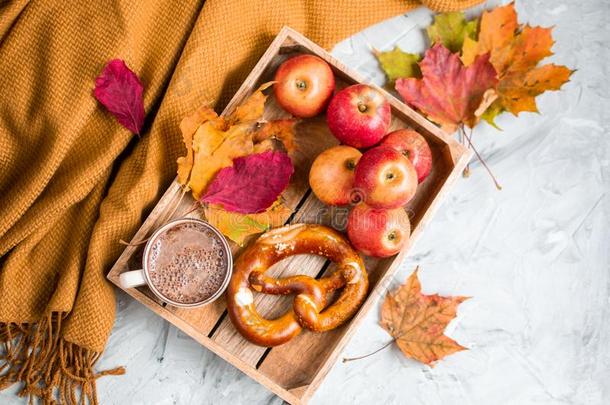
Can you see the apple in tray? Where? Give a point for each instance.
(332, 174)
(378, 232)
(304, 84)
(385, 178)
(414, 147)
(359, 116)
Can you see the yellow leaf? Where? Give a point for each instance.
(188, 127)
(417, 322)
(252, 109)
(518, 90)
(281, 130)
(398, 64)
(215, 149)
(450, 29)
(515, 52)
(238, 227)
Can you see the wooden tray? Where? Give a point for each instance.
(294, 370)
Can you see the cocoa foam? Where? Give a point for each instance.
(187, 263)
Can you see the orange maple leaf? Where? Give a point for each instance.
(515, 52)
(449, 93)
(417, 321)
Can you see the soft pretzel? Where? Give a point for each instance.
(309, 306)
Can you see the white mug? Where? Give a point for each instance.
(137, 278)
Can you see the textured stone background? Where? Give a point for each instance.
(534, 257)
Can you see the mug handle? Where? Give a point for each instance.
(131, 279)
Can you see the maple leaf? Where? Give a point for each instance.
(252, 109)
(450, 29)
(281, 130)
(238, 227)
(515, 51)
(397, 64)
(252, 183)
(417, 322)
(214, 149)
(448, 93)
(188, 127)
(119, 90)
(212, 142)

> _WHAT THE EXERCISE ASKS_
Please set down each line of the listing above word for word, skipping any pictures.

> _SOLUTION TO THIS EXERCISE_
Can you see the apple in tray? Where? Give a point for each instance.
(332, 174)
(378, 232)
(304, 84)
(385, 178)
(414, 147)
(359, 116)
Can you see the yellow leaf? Where? Give a point for each instance.
(188, 127)
(417, 322)
(252, 109)
(518, 90)
(281, 130)
(398, 64)
(215, 149)
(450, 29)
(515, 52)
(238, 227)
Can you see the wooden tray? Where? Give a point for each instance.
(294, 370)
Can you see the cocoa foam? Where? Give a point for each instance.
(187, 263)
Can you see the orange maple leaf? Where? Give a point for each instance.
(515, 52)
(449, 93)
(417, 321)
Can you see the soft pretzel? Where? Give a point for each instance.
(309, 306)
Can you see the white mug? Where? Give a point for each instance.
(137, 278)
Can you see the textured stone background? Where? Give a point for each instance.
(534, 257)
Can you see the mug handle? Where? Give a point for each instance.
(131, 279)
Can you see the maple leaf? Where? Give a point for each instance.
(252, 109)
(450, 29)
(281, 130)
(238, 227)
(515, 51)
(397, 64)
(252, 183)
(417, 322)
(214, 149)
(448, 93)
(188, 127)
(119, 90)
(212, 142)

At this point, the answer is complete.